Exercise prompt => Without including any pictures, write out the listing below exactly.
——————————
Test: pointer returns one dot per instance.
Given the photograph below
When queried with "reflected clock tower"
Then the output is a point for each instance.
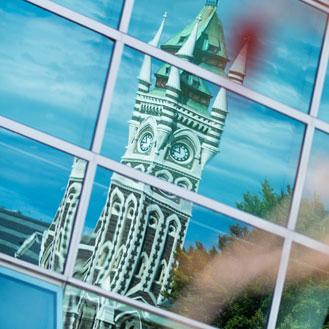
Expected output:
(172, 135)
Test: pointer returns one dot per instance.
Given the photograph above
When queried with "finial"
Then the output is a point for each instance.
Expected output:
(186, 51)
(155, 41)
(174, 78)
(220, 102)
(211, 3)
(145, 72)
(237, 72)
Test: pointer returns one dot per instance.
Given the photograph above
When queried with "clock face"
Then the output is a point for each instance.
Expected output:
(180, 152)
(146, 142)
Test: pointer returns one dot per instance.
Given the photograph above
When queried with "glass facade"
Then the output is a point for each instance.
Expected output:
(165, 162)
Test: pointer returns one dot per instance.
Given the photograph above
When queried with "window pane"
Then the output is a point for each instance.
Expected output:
(305, 298)
(28, 303)
(324, 106)
(157, 248)
(129, 317)
(222, 144)
(52, 72)
(313, 217)
(106, 12)
(38, 189)
(282, 53)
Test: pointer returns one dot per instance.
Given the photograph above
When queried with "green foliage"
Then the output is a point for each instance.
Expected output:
(304, 303)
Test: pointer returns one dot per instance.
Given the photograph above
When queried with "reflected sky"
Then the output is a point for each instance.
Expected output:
(257, 143)
(24, 304)
(104, 11)
(324, 106)
(284, 65)
(64, 95)
(52, 72)
(33, 176)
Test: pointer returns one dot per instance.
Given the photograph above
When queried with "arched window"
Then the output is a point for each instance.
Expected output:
(160, 273)
(102, 256)
(172, 228)
(117, 259)
(141, 266)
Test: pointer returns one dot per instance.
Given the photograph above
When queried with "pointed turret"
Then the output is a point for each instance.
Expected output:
(237, 71)
(174, 79)
(219, 109)
(212, 3)
(186, 51)
(144, 77)
(156, 39)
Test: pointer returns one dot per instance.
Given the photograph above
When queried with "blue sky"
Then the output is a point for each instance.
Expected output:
(15, 312)
(52, 74)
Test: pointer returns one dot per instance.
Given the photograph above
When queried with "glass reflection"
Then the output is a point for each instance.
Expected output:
(163, 250)
(39, 304)
(37, 192)
(305, 298)
(324, 106)
(52, 72)
(313, 216)
(282, 52)
(201, 137)
(106, 12)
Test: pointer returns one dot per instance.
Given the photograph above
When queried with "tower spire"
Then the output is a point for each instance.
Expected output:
(186, 51)
(145, 71)
(174, 78)
(211, 3)
(220, 102)
(155, 41)
(237, 71)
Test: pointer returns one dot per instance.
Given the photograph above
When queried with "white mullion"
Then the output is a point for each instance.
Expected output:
(321, 73)
(301, 176)
(172, 59)
(309, 242)
(107, 97)
(139, 305)
(126, 15)
(279, 285)
(317, 5)
(80, 219)
(292, 220)
(300, 180)
(44, 138)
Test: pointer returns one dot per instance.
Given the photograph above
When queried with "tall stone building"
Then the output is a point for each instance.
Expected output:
(172, 135)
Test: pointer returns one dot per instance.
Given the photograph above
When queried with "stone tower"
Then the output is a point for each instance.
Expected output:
(172, 135)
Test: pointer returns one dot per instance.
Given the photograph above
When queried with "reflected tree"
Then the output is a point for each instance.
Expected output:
(305, 299)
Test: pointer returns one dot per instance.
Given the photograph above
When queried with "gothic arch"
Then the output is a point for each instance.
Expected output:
(154, 208)
(165, 175)
(159, 277)
(140, 167)
(128, 320)
(149, 124)
(141, 265)
(174, 220)
(116, 202)
(184, 182)
(130, 206)
(190, 138)
(104, 254)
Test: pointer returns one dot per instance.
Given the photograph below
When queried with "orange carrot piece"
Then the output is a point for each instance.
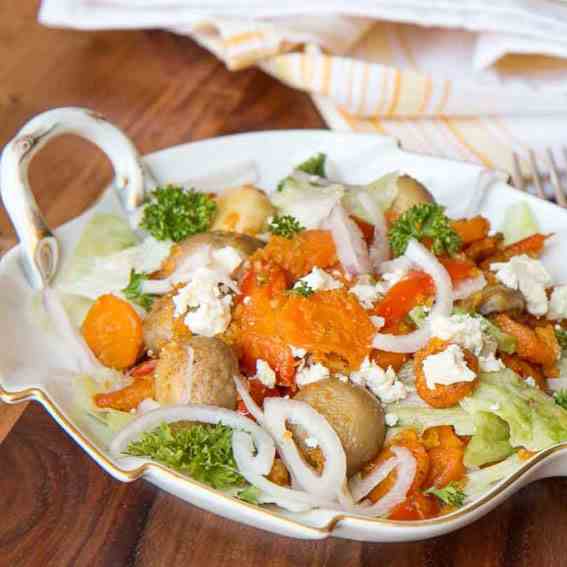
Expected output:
(113, 331)
(534, 345)
(127, 398)
(471, 230)
(442, 396)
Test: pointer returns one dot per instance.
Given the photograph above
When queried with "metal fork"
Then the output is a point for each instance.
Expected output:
(554, 176)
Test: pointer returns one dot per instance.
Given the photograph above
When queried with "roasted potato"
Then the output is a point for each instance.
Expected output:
(243, 209)
(198, 370)
(244, 244)
(352, 412)
(410, 192)
(161, 327)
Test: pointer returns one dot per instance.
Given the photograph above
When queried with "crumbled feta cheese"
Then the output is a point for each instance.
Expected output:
(378, 322)
(461, 329)
(297, 352)
(227, 258)
(447, 367)
(367, 291)
(265, 374)
(391, 419)
(146, 405)
(558, 303)
(527, 275)
(384, 384)
(207, 307)
(311, 442)
(310, 373)
(319, 280)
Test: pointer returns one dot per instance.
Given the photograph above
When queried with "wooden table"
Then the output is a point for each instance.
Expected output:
——————————
Full solution =>
Test: pointer returns one dot per instance.
Given the photograph below
When queried with "reflected clock tower"
Then the output is a point for each instance.
Expected output:
(172, 135)
Test: pointer returns one dot per instance.
Given the photograph above
When queried with "finial"
Then the output is a point for each instance.
Expected output:
(186, 51)
(155, 41)
(174, 78)
(220, 102)
(211, 3)
(145, 72)
(237, 72)
Test: pointer returns one dot per instance.
Given the photograph above
When queried with "clock face"
Then the output is a point for each instance.
Expected output:
(180, 152)
(146, 142)
Test: pointer returns one dot per instance.
Given the photograph above
When queried with "glass facade"
Then the output is a point for each instance.
Expected output:
(165, 162)
Test: pointer returns one dot per instance.
Given the photograph above
When queried with "window pane"
Then the output is a point for each instance.
Expected output:
(305, 298)
(28, 303)
(324, 106)
(157, 248)
(129, 317)
(222, 144)
(52, 72)
(313, 217)
(106, 12)
(38, 189)
(282, 53)
Test: pointer returns one dot per instance.
Given the photograph above
When queried with "green foliage"
Then the output is a point for each instance.
Expected output:
(304, 303)
Test: pointer returns one dot per instance.
Given the photograph above
When queried with "reflected sky"
Then the output is a point for each instance.
Expected output:
(257, 143)
(24, 304)
(104, 11)
(324, 106)
(284, 65)
(64, 95)
(52, 72)
(33, 176)
Test: pointer returns one dot per instance.
Given the photograph above
When queried with "arched window"
Then the output is a point for each instance.
Expected output:
(160, 273)
(102, 256)
(172, 228)
(117, 259)
(141, 266)
Test: pointer returns one dot per instance.
Given the photograph above
When queried with "pointed turret"
Then the output is a point for each instance.
Expected output:
(237, 71)
(174, 79)
(219, 109)
(212, 3)
(186, 51)
(144, 77)
(156, 39)
Test: pointer returns one dot per instance.
Given the photograph above
When queried with "blue sky"
Then the output is a point for each instance.
Expected output:
(15, 312)
(52, 74)
Test: pointer returns one dot per instance.
Given the photograph above
When queried with "glass reflection"
Then the output is a point for each instance.
Expected output:
(163, 250)
(39, 304)
(37, 192)
(305, 298)
(324, 106)
(52, 72)
(313, 216)
(282, 52)
(201, 137)
(106, 12)
Test: pointer returns one dot per instance.
Given the photograph above
When queried with "tower spire"
Then the output is a point for each instance.
Expected output:
(186, 51)
(145, 71)
(174, 78)
(211, 3)
(220, 102)
(155, 41)
(237, 71)
Test: pointer returns one dot per instance.
Given the photograph above
When queried with "white mullion"
Then the output is a point for each instance.
Expected output:
(321, 73)
(301, 176)
(172, 59)
(309, 242)
(107, 97)
(139, 305)
(126, 15)
(279, 285)
(317, 5)
(80, 219)
(292, 220)
(300, 180)
(44, 138)
Test: pointer returns one dot per instance.
Given the photograph above
When queried with "tall stone building"
Then the output is a point for each instance.
Expected output:
(172, 135)
Test: pointer returns one dot per instance.
Given the photograph above
When queried with "stone tower"
Then the output is a point for each instance.
Expected output:
(172, 135)
Test: pointer returns one dot per instance.
Given the photograph above
When queried with "reflected tree"
Then the output is a point for each instance.
Expected output:
(305, 299)
Test: pointer returns one dot per instance.
Given the photograph above
When queried with "gothic arch"
Then the output is a point for each instance.
Expected output:
(154, 208)
(165, 175)
(159, 277)
(140, 167)
(128, 320)
(149, 124)
(141, 265)
(174, 220)
(116, 202)
(184, 182)
(130, 206)
(190, 138)
(104, 254)
Test: pointer returns one dot per instance.
Given the photograph below
When queried with "orange carrot piece"
Then the output is a point for each instance.
Expected output:
(113, 331)
(534, 345)
(127, 398)
(471, 230)
(442, 396)
Test: pointer returns one dot per instance.
Given the photograph above
When queried with "metal fork"
Then the output is a point for each instance.
Expected output:
(554, 176)
Test: pointer returns one dot per instance.
Given the photograph above
When queried with "roasted potato"
Then the output is a point for each instance.
Expected output:
(243, 209)
(198, 370)
(244, 244)
(352, 412)
(410, 192)
(161, 327)
Test: pointer returns one dot per instance.
Given the photograph above
When queried with "crumbled feta cheese"
Then the output is a point for each instance.
Expected output:
(378, 322)
(461, 329)
(297, 352)
(227, 258)
(447, 367)
(367, 291)
(265, 374)
(391, 419)
(146, 405)
(558, 303)
(527, 275)
(384, 384)
(207, 307)
(311, 442)
(310, 373)
(319, 280)
Test: pointer returns one dot per instance.
Given the photograph above
When queried with "wooden table"
Then the output is a point for each instance.
Expected output:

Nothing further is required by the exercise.